本文
········
化粧塩のやり方は簡単で、まず塩を多めにお皿や容器に入れておきます。そこにさんまの尻尾やヒレを押し付けるようにして塩をまんべんなく付けていきましょう。

このテクニックは他の魚でも同じように使えます。手軽に見た目をワンランクアップできるので、ぜひ覚えておきましょう。

さんまの上手な焼き方

秋刀魚の塩焼き
ここまでで下準備は完了です。

あとは焼くだけですが、焼き方にもコツがあります。このコツを抑えることで身崩れや皮がボロボロになってしまう、焦げや半生などの失敗を防ぐことができるので、焼く前にしっかりと覚えておきましょう!

魚焼きグリルは余熱とさんまの位置が肝心

さんまを魚焼きグリルで焼くとき、冷たいグリルに入れていませんか?これはパサパサとした焼き上がりの原因につながります。

冷たいグリルからじわじわ焼いてしまうと、余分な水分だけではなく必要な水分まで抜けてパサパサとした焼き上がりになってしまいます。

これを防ぐには、さんまを入れる前にグリルを強火で3〜5分ほど予熱してしっかりと温めておきましょう。さんまは高温で一気に表面を焼き固めることで、水分が抜けすぎてパサパサになるのを防げます

魚焼きグリルで焼くときのもう一つのポイントは、さんまを置く位置です。魚焼きグリルの熱源はコンロによって網の両サイドまたは中央にありますが、さんまはちょうど熱源の近くに来るように置きましょう。

つまり、両サイドに熱源がある場合は網の中央ではなく、端の方にさんまを置くのが正解です。熱源が遠いとやはり表面が早く焼き固まらずに、水分が抜けすぎてパサパサとした焼き上がりになってしまうのです。
········
表示情報
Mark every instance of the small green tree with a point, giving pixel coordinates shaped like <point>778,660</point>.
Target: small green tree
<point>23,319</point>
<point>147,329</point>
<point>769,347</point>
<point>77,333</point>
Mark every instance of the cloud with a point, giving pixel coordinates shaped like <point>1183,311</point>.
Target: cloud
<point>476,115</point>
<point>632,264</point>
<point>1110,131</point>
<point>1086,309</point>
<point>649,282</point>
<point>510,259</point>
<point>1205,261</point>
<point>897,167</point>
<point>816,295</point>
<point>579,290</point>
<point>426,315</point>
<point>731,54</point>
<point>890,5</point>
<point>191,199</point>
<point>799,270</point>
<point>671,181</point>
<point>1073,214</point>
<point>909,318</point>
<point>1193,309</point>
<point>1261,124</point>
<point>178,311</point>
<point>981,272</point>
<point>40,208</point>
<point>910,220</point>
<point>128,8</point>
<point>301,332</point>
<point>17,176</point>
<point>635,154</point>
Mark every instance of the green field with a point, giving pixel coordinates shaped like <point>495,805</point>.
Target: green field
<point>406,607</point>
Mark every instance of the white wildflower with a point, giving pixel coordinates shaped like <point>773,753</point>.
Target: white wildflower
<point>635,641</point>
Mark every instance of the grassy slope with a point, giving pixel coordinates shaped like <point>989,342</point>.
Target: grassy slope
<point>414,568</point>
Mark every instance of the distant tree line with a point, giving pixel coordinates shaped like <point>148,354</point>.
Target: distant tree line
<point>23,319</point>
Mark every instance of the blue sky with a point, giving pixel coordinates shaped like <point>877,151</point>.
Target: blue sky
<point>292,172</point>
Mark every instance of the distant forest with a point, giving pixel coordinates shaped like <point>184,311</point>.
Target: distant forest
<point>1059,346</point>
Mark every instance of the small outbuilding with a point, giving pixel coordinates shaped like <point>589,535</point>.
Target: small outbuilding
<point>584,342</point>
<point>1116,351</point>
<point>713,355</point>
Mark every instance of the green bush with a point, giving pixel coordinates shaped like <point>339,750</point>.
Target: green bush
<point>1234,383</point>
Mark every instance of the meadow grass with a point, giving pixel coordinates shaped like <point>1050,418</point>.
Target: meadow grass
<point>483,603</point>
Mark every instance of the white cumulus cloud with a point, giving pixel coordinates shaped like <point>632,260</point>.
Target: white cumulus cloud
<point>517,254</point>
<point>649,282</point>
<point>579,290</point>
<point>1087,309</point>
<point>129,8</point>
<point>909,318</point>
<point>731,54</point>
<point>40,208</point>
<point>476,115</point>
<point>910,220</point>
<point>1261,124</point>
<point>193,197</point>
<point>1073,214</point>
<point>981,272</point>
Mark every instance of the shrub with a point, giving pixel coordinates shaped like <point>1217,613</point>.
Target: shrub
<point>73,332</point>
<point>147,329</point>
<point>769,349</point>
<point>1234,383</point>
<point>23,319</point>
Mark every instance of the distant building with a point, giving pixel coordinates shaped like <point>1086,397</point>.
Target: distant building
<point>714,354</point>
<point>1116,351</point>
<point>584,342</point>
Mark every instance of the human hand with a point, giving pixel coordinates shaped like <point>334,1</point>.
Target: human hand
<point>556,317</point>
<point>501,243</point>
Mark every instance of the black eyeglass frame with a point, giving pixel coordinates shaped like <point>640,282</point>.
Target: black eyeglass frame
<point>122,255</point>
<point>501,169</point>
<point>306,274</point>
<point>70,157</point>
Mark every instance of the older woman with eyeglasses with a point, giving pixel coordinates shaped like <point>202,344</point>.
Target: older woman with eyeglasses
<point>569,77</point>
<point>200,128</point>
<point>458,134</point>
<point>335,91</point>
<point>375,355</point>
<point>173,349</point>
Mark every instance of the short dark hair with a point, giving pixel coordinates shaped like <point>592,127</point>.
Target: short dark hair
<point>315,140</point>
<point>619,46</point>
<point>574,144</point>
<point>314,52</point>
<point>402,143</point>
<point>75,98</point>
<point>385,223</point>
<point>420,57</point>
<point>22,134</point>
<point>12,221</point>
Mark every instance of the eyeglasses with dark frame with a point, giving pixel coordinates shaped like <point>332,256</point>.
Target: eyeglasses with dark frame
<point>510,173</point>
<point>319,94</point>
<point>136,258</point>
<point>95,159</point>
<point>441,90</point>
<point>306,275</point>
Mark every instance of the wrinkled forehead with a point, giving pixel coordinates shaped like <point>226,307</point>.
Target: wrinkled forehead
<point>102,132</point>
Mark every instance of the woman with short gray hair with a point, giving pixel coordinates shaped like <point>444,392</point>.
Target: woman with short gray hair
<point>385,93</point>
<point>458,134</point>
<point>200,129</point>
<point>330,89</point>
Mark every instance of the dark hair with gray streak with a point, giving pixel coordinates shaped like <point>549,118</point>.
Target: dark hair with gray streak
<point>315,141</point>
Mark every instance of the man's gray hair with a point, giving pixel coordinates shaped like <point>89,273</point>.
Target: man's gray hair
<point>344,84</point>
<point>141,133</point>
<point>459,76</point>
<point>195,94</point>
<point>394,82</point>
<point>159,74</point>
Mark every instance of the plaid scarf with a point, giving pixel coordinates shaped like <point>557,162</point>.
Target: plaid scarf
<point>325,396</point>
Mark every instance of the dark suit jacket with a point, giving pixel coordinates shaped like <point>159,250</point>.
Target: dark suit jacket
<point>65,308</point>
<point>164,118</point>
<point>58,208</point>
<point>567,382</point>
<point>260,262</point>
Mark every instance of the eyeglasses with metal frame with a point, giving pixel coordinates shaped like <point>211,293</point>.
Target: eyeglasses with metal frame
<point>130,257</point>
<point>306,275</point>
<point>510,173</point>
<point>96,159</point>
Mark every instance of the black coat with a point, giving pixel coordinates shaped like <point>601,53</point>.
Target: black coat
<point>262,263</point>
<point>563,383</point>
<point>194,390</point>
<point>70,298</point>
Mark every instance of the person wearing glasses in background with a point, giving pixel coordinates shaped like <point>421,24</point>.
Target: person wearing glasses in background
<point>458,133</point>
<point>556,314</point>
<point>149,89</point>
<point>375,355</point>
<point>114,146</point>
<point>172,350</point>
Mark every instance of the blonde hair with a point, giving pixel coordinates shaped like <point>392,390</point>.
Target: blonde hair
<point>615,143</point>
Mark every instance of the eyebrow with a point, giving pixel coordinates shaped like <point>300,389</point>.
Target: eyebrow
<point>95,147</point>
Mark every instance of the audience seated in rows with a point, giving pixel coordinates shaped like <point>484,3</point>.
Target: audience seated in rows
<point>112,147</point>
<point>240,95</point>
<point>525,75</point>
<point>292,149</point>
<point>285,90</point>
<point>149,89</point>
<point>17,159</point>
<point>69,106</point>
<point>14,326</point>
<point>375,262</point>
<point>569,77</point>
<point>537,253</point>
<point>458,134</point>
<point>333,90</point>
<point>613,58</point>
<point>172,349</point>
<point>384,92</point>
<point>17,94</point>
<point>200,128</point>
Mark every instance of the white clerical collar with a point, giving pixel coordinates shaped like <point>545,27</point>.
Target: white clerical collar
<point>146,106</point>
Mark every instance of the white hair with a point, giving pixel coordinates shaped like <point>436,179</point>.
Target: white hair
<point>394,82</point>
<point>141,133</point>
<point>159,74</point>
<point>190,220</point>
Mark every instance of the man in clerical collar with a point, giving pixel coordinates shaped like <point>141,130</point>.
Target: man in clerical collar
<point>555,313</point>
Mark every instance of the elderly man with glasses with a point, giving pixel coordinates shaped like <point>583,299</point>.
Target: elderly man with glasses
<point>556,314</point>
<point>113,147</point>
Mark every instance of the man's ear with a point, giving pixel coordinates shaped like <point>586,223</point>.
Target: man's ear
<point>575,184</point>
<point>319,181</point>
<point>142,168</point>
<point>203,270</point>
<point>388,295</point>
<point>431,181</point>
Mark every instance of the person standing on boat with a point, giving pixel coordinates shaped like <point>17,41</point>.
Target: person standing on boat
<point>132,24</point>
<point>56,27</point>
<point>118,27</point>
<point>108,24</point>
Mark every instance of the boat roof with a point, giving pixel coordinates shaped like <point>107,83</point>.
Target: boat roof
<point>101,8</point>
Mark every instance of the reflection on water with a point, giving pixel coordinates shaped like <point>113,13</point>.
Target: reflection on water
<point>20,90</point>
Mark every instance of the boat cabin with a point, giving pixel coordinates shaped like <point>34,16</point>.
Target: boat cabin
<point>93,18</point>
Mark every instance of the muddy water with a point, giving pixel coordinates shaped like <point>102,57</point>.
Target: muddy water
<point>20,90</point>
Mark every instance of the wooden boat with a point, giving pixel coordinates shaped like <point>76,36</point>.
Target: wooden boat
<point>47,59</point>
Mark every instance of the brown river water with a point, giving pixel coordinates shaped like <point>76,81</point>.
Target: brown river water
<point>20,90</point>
········
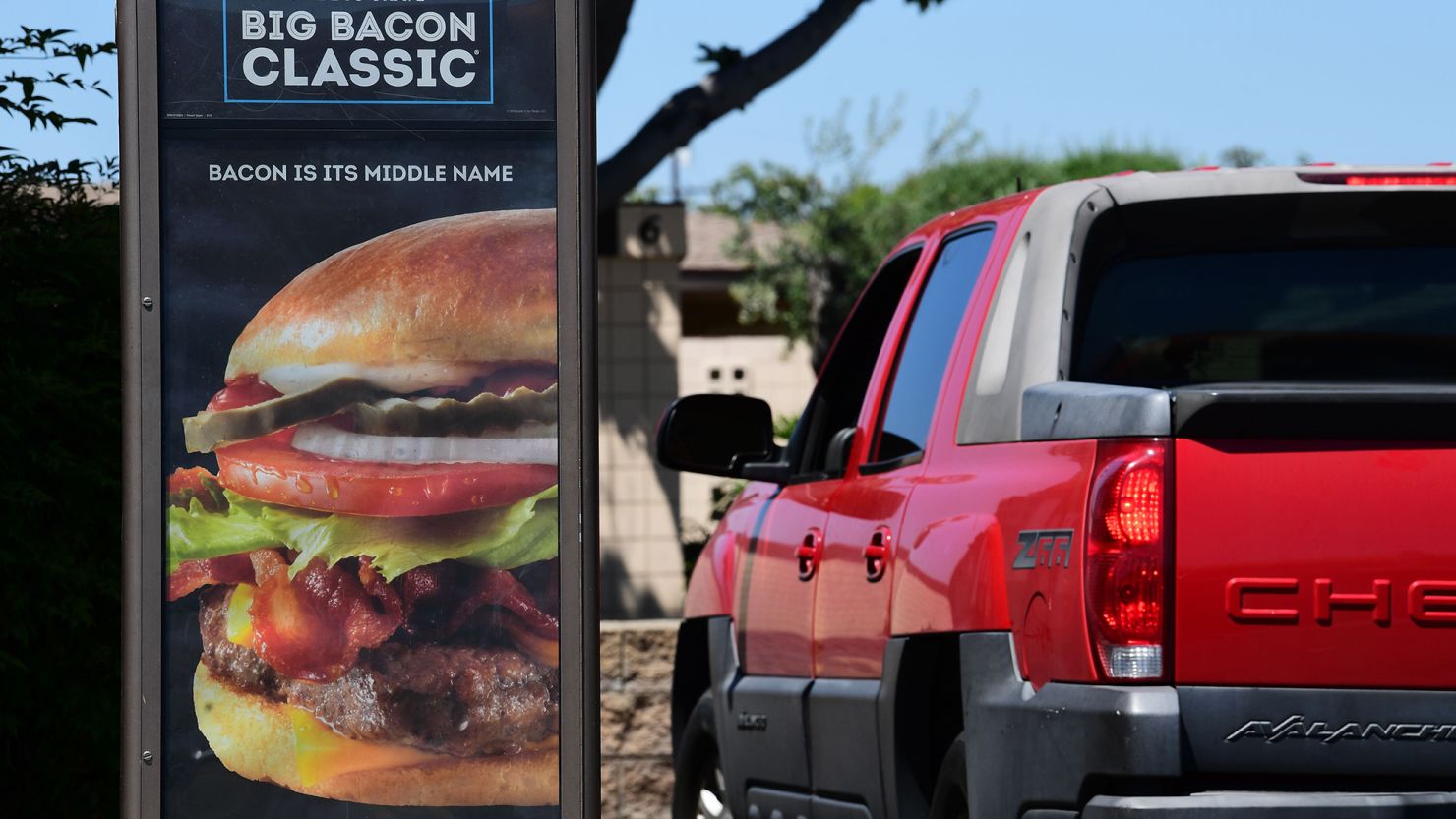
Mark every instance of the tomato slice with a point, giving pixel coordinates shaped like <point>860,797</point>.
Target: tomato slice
········
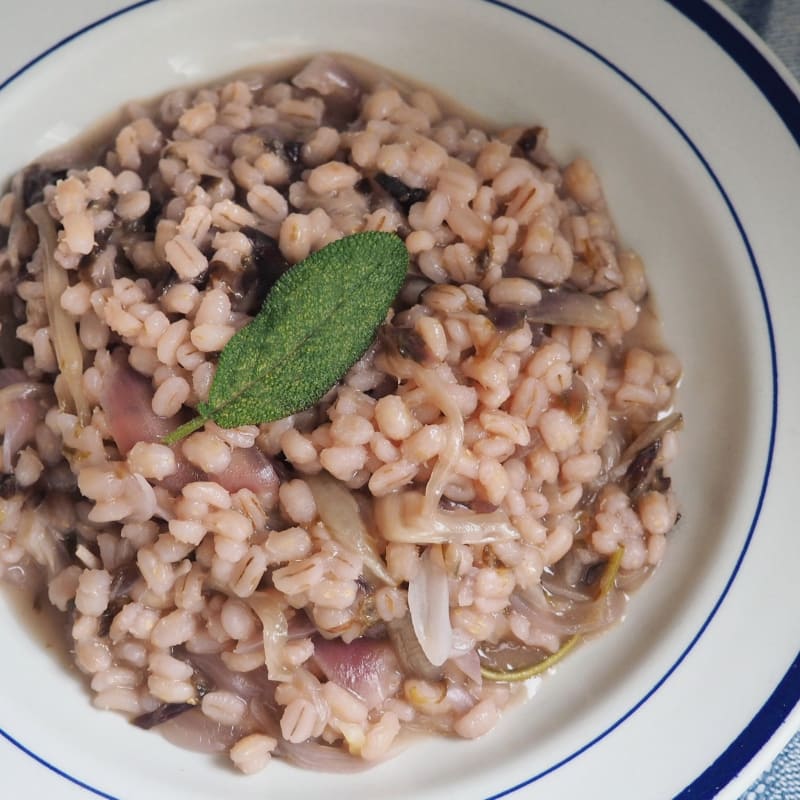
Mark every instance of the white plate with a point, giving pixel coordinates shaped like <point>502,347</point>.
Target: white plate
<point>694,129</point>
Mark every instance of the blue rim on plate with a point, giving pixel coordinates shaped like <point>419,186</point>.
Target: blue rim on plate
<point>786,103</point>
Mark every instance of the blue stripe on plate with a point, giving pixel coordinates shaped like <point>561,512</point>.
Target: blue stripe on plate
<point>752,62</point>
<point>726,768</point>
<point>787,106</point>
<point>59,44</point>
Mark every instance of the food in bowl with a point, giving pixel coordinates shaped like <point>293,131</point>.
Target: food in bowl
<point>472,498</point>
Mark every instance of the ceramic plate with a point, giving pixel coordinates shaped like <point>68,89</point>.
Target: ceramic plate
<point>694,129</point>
········
課題一覧
**1.** さんまの焼き方の本文のうち、「あとは焼くだけですが、焼き方」を含む語句で始まり「き上がりになってしまいます。」で終わる部分を、「さんま」を「いわし」に入れ替えて書け。
**2.** さんまの焼き方の本文について、最後の文に続く部分を書き上げよ。

解答例
**1.**
あとは焼くだけですが、焼き方にもコツがあります。このコツを抑えることで身崩れや皮がボロボロになってしまう、焦げや半生などの失敗を防ぐことができるので、焼く前にしっかりと覚えておきましょう!

魚焼きグリルは余熱といわしの位置が肝心

いわしを魚焼きグリルで焼くとき、冷たいグリルに入れていませんか?これはパサパサとした焼き上がりの原因につながります。

冷たいグリルからじわじわ焼いてしまうと、余分な水分だけではなく必要な水分まで抜けてパサパサとした焼き上がりになってしまいます。

**2.**
魚焼きグリルの場合、しっかりと予熱したグリルに入れたら強めの中火で焼いていきましょう。片面焼きなら5〜7分で焼き目がつくので、ひっくり返してもう5〜7分焼いて焼き上がります。

両面焼きの場合はひっくり返さずに10分ほど焼けば、プリッとふっくらとしたおいしいさんまが焼き上がりますよ。

フライパンで焼くコツはじっくり時間をかけること

魚焼きグリルがなかったり、後片付けが面倒で魚焼きグリルを使いたくない場合はフライパンを使うと手軽に焼けます。

フライパンで焼くときのコツはまず、フライパン用の魚焼きシートを使うことです。さんまの皮は剥がれやすいので、そのままフライパンで焼くとどうしても皮がフライパンにくっついて剥がれてしまいます。

フライパン用の魚焼きシートは特殊なコーティングがされているので、油をひかなくても皮がくっつかず、きれいに焼けますよ。フライパンの油残りや焦げ付きもほとんどないので、洗うときも簡単です。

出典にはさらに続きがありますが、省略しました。